Supplied information —

━━━━━━━━

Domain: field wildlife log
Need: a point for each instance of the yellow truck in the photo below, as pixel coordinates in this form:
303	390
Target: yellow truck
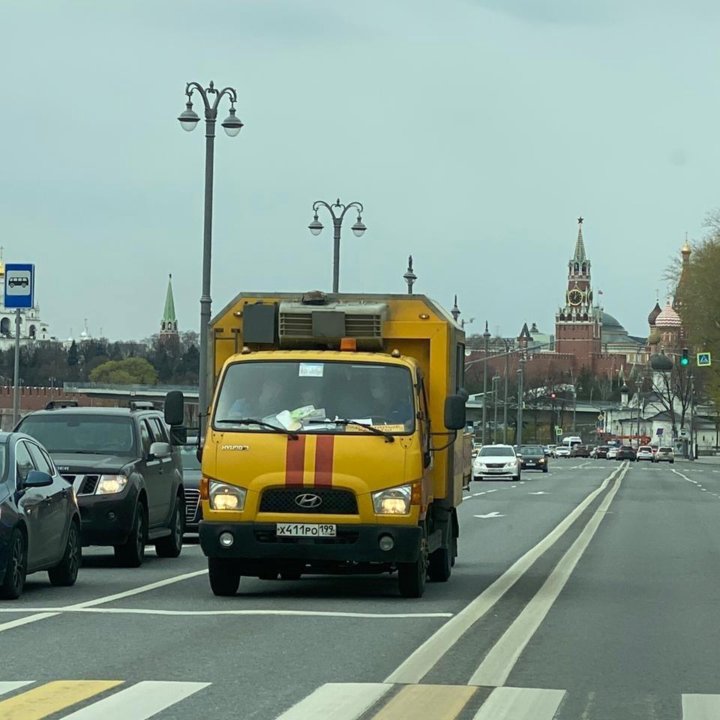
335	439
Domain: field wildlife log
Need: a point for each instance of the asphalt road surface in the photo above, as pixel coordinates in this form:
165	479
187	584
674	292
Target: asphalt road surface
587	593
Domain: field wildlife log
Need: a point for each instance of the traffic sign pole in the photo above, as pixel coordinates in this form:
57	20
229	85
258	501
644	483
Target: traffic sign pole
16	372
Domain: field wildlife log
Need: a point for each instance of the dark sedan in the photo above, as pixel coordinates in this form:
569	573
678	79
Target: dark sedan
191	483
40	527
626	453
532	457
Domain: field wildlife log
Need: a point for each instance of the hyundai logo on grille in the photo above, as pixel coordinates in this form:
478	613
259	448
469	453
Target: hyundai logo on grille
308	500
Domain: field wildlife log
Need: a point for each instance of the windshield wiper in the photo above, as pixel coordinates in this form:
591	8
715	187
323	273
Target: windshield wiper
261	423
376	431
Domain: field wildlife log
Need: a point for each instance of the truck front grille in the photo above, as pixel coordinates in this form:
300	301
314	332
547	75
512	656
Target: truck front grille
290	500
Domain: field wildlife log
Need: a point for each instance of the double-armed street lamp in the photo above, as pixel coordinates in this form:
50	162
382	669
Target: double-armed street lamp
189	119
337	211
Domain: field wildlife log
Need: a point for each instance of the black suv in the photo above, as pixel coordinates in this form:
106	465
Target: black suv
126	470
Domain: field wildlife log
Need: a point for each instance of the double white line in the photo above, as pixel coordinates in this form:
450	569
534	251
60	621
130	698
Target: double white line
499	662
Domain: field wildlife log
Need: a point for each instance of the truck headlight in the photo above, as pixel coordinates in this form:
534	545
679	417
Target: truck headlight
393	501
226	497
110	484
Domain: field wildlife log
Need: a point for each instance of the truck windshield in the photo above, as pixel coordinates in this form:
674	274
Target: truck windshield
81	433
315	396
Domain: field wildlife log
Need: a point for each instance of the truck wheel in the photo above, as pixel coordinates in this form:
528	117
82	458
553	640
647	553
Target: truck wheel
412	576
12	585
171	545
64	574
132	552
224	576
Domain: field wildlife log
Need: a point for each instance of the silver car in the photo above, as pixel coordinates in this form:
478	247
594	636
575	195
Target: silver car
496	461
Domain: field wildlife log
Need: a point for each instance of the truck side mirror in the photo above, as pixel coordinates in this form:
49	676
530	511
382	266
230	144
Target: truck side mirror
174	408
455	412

━━━━━━━━

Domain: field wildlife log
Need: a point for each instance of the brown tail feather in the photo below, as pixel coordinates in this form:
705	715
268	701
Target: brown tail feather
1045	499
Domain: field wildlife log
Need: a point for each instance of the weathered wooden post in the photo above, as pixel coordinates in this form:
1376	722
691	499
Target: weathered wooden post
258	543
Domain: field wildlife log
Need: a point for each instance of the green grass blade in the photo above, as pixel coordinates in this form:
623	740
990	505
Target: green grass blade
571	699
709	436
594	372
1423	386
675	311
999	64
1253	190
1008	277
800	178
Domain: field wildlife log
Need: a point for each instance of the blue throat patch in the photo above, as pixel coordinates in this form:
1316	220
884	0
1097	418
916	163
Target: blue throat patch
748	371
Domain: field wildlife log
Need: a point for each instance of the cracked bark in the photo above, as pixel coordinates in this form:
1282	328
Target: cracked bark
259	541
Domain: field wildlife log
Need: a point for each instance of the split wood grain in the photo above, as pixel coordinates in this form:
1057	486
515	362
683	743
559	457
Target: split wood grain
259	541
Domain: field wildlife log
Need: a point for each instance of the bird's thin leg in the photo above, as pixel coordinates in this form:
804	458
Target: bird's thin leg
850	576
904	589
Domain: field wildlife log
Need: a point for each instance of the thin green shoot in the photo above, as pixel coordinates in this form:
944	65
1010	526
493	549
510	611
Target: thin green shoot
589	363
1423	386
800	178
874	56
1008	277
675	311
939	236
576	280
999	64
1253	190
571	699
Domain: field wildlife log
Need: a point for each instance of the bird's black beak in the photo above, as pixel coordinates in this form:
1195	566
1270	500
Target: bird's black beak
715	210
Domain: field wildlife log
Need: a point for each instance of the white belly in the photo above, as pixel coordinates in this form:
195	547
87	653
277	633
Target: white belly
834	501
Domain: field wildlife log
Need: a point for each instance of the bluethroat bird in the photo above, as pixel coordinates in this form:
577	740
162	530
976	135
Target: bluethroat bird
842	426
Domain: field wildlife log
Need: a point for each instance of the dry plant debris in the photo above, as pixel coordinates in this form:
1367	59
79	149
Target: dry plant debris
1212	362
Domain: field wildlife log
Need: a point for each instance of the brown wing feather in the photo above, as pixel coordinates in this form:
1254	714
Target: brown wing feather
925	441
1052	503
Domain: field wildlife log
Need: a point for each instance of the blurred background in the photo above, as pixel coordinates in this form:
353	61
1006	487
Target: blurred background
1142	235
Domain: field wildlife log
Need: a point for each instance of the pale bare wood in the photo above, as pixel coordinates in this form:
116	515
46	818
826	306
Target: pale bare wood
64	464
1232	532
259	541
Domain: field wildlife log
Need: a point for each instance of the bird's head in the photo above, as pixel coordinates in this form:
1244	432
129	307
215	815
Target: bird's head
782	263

━━━━━━━━

Your task — Identify each line above that contains the word "logo" and copy those lines out in full.

Written response —
Need: a point for each instance of the hyundai logo on grille in the photo above, as pixel coordinates in this form:
Target: hyundai logo on grille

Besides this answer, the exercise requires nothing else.